:: Exercise ::
Word for word, and with pictures excluded, copy out all the records that follow.

:: Entries supplied ::
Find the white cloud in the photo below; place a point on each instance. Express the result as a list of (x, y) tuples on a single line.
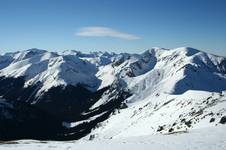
[(105, 32)]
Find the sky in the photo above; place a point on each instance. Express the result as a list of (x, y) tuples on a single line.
[(113, 25)]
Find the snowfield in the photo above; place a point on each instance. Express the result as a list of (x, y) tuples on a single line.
[(198, 139), (159, 99)]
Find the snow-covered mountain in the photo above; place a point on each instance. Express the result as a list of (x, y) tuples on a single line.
[(110, 95)]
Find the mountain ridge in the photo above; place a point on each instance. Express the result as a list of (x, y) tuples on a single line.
[(83, 90)]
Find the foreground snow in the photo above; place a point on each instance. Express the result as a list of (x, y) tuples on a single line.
[(213, 138)]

:: Task result ::
Find the white cloud in the photo below; place a point on each instance. Express the result as a list of (x, y) tuples on a single line.
[(105, 32)]
Find the sky in the photo above; place a point on each instance. Express the result as a list of (x, y) tuples on a single line.
[(113, 25)]
Find the snowfield in the photo above; place a point on each instance. Express the result as a list of (x, y) tuples on a single line.
[(198, 139), (159, 99)]
Find the snow-covered mountain in the photo above; place a point on each instance. Express the result as a list of (x, y) tuples on a single line.
[(110, 95)]
Find the mountain ridge in the photo above; place a point on each instance. Express the result as a list of (x, y) tuples on a single line.
[(83, 90)]
Find the foreground snow in the photo above; place a point on each instance. Express the result as a list of (x, y) tuples on a single line.
[(213, 138)]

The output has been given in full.